* _Exercise_:
Reproduce the records word for word, from the line containing "GET /v1/detect?q=bridge underside" through the line containing "[8,50,430,333]", with both of those lines included. Leave out the pictures.

* _The input_:

━━━━━━

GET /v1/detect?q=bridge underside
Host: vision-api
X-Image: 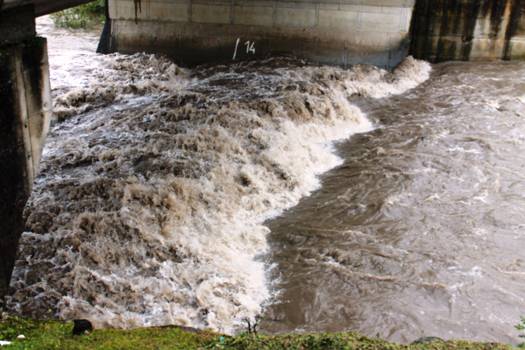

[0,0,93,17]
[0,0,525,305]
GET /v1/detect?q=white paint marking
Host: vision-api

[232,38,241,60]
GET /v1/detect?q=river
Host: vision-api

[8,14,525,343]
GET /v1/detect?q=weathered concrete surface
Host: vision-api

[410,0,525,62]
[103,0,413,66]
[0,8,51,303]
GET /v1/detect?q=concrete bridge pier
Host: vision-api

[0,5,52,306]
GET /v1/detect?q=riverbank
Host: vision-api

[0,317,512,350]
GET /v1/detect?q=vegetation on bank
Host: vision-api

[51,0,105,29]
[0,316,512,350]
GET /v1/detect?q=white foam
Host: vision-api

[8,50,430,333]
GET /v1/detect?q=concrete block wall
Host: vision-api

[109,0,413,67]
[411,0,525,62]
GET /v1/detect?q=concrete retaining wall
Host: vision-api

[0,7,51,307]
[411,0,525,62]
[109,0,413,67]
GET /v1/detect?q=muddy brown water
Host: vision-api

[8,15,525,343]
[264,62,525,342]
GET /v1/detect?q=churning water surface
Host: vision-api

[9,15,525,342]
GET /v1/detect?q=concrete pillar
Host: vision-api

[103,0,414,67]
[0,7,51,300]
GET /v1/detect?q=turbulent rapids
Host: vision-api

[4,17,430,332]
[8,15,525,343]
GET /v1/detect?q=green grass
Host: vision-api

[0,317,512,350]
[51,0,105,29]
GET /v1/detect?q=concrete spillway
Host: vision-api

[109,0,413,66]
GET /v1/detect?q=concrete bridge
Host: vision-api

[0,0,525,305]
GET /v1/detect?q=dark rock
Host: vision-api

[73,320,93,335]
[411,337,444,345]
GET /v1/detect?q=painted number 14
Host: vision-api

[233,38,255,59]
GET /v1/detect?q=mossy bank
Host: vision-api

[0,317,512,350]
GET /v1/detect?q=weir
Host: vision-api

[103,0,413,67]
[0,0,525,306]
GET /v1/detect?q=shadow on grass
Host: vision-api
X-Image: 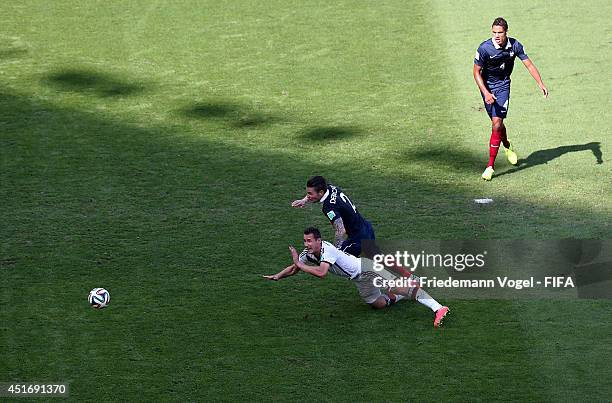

━━━━━━

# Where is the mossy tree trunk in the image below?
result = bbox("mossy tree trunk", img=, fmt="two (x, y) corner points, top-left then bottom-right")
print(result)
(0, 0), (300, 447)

━━━━━━

* _The solution_:
GET /v1/detect?q=bridge underside
Host: vision-api
X-Image: 

[0,0,93,17]
[0,0,525,305]
GET /v1/detect?q=white paint marking
Host: vision-api

[232,38,241,60]
GET /v1/detect?q=river
Host: vision-api

[8,14,525,343]
GET /v1/detect?q=weathered concrete surface
Host: vision-api

[410,0,525,62]
[103,0,413,66]
[0,8,51,303]
GET /v1/detect?q=concrete bridge pier
Host: vision-api

[0,5,52,306]
GET /v1/detect?q=riverbank
Host: vision-api

[0,317,512,350]
GET /v1/detect?q=vegetation on bank
Host: vision-api

[51,0,105,29]
[0,316,512,350]
GET /v1/detect?q=white foam
Host: vision-api

[8,50,430,333]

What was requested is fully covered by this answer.